*INSTRUCTIONS TO FOLLOW*: Format every line of the records below as a numbered list, leaving out any blank lines.

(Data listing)

----------------------------------------

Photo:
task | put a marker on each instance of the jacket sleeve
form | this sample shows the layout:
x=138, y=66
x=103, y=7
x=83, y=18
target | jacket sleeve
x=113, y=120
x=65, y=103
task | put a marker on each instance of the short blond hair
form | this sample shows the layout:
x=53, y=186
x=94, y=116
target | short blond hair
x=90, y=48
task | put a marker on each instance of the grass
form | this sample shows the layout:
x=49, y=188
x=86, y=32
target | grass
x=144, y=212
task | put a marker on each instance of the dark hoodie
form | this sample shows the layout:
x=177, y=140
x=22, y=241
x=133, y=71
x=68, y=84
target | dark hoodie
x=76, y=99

----------------------------------------

*ANSWER TO THE EXERCISE*:
1. Photo:
2. task | put a marker on each instance of the jacket sleeve
3. form | this sample shows the layout:
4. x=138, y=66
5. x=103, y=7
6. x=83, y=18
7. target | jacket sleeve
8. x=113, y=120
9. x=65, y=103
10. task | put a marker on each instance of the short blond hair
11. form | this sample shows the layout:
12. x=53, y=186
13. x=94, y=116
14. target | short blond hair
15. x=90, y=48
16. task | put a marker on each instance of the grass
17. form | this sample shows the layout:
18. x=49, y=188
19. x=86, y=32
20. target | grass
21. x=144, y=212
22. task | put a marker on each instance of the dark hoodie
23. form | this sample shows the layout:
24. x=177, y=140
25. x=22, y=241
26. x=133, y=71
27. x=68, y=84
28. target | dark hoodie
29. x=76, y=99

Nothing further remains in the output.